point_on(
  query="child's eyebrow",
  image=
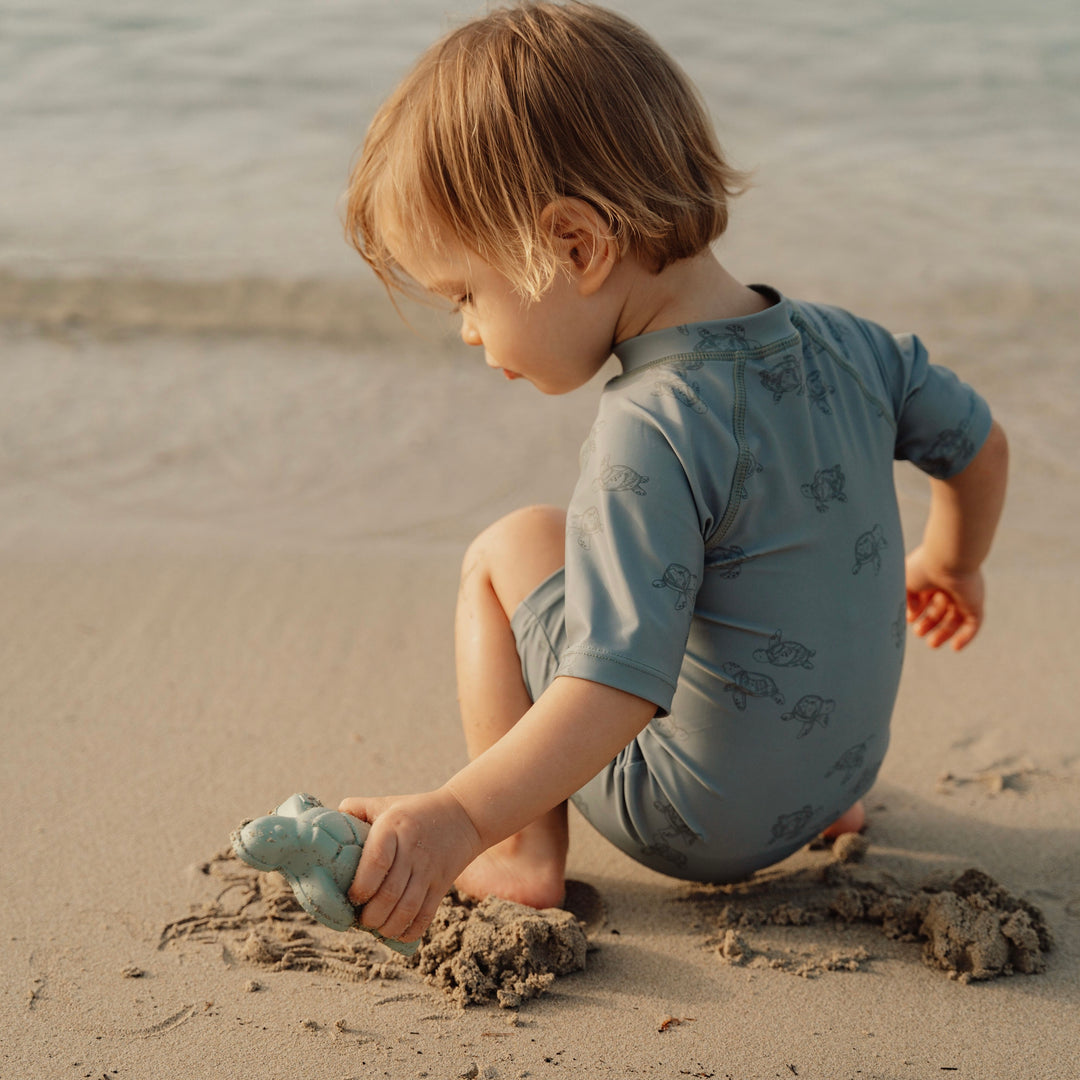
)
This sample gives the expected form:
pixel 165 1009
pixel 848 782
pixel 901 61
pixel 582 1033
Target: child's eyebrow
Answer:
pixel 448 288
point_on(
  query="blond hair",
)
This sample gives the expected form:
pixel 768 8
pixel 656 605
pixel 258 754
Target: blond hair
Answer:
pixel 526 106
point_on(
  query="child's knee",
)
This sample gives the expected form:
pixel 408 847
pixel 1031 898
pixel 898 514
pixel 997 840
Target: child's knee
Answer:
pixel 517 552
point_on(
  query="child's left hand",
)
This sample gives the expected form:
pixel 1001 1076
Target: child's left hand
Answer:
pixel 418 845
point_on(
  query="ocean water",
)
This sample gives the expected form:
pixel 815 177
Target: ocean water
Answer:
pixel 187 341
pixel 213 140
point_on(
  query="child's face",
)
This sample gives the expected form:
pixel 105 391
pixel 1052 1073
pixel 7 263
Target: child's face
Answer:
pixel 557 342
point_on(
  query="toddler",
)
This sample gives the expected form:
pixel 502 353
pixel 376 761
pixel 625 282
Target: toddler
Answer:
pixel 703 653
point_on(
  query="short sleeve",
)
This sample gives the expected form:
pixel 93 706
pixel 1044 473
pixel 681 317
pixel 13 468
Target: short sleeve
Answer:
pixel 634 561
pixel 942 422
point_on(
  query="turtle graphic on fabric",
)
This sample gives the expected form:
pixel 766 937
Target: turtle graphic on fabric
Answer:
pixel 782 653
pixel 620 478
pixel 849 763
pixel 688 393
pixel 809 710
pixel 589 445
pixel 682 581
pixel 819 391
pixel 783 378
pixel 676 829
pixel 733 337
pixel 750 467
pixel 791 826
pixel 667 727
pixel 730 561
pixel 827 484
pixel 900 625
pixel 661 849
pixel 746 684
pixel 586 525
pixel 868 549
pixel 950 446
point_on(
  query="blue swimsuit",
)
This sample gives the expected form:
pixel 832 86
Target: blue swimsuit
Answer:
pixel 734 555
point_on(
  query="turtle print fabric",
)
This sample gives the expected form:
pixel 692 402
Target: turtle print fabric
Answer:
pixel 734 556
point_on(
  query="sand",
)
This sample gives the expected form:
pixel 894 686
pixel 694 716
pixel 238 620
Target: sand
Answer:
pixel 228 565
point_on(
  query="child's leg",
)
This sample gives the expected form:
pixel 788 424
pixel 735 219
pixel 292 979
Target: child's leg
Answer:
pixel 502 566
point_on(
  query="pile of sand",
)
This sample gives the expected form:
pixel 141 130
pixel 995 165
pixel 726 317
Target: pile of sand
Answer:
pixel 970 926
pixel 497 949
pixel 489 950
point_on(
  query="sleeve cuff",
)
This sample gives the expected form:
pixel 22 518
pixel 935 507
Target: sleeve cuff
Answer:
pixel 619 673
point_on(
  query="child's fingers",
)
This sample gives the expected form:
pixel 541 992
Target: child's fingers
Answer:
pixel 406 909
pixel 932 613
pixel 950 622
pixel 365 809
pixel 379 908
pixel 966 633
pixel 376 862
pixel 423 917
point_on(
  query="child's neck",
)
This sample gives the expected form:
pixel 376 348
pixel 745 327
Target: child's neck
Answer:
══════════════════════════════
PROBLEM STATEMENT
Rewrite the lines above as a numbered list, skipping any blank lines and leaving out the pictures.

FULL OUTPUT
1. point_on(
2.   query="child's eyebrow",
3.   image=
4. )
5. This sample gives the expected form:
6. pixel 165 1009
7. pixel 848 782
8. pixel 901 61
9. pixel 582 1033
10. Target: child's eyebrow
11. Answer:
12. pixel 448 288
13. point_on(
14.   query="blond hair",
15. )
16. This sample gives the expected form:
17. pixel 768 8
18. pixel 656 605
19. pixel 258 754
20. Target: blond hair
21. Answer:
22. pixel 526 106
23. point_on(
24.   query="child's knee",
25. )
26. This sample gives the expected form:
27. pixel 408 847
28. pixel 1031 898
29. pixel 898 514
30. pixel 997 840
31. Target: child's knee
32. Answer:
33. pixel 517 552
34. point_on(
35.   query="child's left hand",
36. )
37. This sample gives the expected form:
38. pixel 1001 1076
39. Target: child's left hand
40. Answer:
41. pixel 418 845
42. point_on(
43.   query="ocean water",
44. )
45. This sample gives the expected form:
46. pixel 815 177
47. Target: ocean water
48. Answer:
49. pixel 187 341
50. pixel 213 140
51. point_on(
52.   query="child's face",
53. )
54. This sample gives the expected form:
55. pixel 105 391
56. pixel 1052 1073
57. pixel 7 263
58. Target: child's face
59. Answer:
60. pixel 557 342
61. point_on(
62.   query="toddler",
63. )
64. This sample gives the expected form:
65. pixel 502 353
66. pixel 376 761
67. pixel 625 282
68. Target: toddler
69. Answer:
70. pixel 703 653
71. point_on(
72.   query="short sleeve",
73. )
74. This sample gives the expected form:
75. pixel 93 706
76. pixel 1044 473
77. pixel 681 317
78. pixel 13 468
79. Target: short sleeve
80. Answer:
81. pixel 634 561
82. pixel 942 422
83. point_on(
84.   query="turtle graphic on fabric",
85. )
86. This sample gives the expected form:
87. pixel 766 937
88. Target: turtle graphic on fabric
89. Answer:
90. pixel 782 653
91. pixel 620 478
92. pixel 849 763
93. pixel 688 393
94. pixel 809 710
95. pixel 589 445
96. pixel 682 581
97. pixel 819 391
98. pixel 783 378
99. pixel 676 829
100. pixel 733 337
101. pixel 750 467
102. pixel 791 826
103. pixel 667 727
104. pixel 730 561
105. pixel 827 484
106. pixel 900 625
107. pixel 661 849
108. pixel 746 684
109. pixel 586 525
110. pixel 868 549
111. pixel 950 446
112. point_on(
113.   query="blue swimsuit",
114. )
115. This sample gives the expected form:
116. pixel 832 86
117. Target: blue swimsuit
118. Answer:
119. pixel 734 555
120. point_on(
121.   query="turtle print fabric",
122. )
123. This sample gives the expected form:
124. pixel 692 402
125. Target: turtle print fabric
126. Answer:
127. pixel 734 556
128. point_on(
129.   query="sand",
130. )
131. This sample gives the expected form:
132. pixel 894 686
133. pixel 694 716
134. pixel 238 620
135. Target: sand
136. Answer:
137. pixel 228 565
138. point_on(
139.   query="child's leg",
140. )
141. This sample gives the expected form:
142. pixel 788 424
143. pixel 735 219
144. pixel 292 979
145. Target: child's leg
146. Answer:
147. pixel 502 566
148. point_on(
149.   query="pile of sand",
150. )
151. This sample gives the expected form:
152. pixel 141 130
153. pixel 995 165
154. pixel 726 317
155. Target: pile of sand
156. Answer:
157. pixel 970 926
158. pixel 497 949
159. pixel 489 950
160. point_on(
161.   query="sleeve cuff",
162. )
163. This sample gives the expected form:
164. pixel 22 518
165. pixel 935 507
166. Target: sleeve cuff
167. Answer:
168. pixel 619 673
169. point_on(
170.   query="child's fingers",
171. )
172. This sample gives the expected form:
173. pixel 541 992
174. Target: child's fingers
175. Answer:
176. pixel 406 909
177. pixel 932 613
178. pixel 950 622
179. pixel 365 809
180. pixel 379 908
181. pixel 966 633
182. pixel 376 862
183. pixel 423 917
184. point_on(
185.   query="child's neck",
186. )
187. This sample gives the expected form:
188. pixel 376 348
189. pixel 745 327
190. Target: child's neck
191. Answer:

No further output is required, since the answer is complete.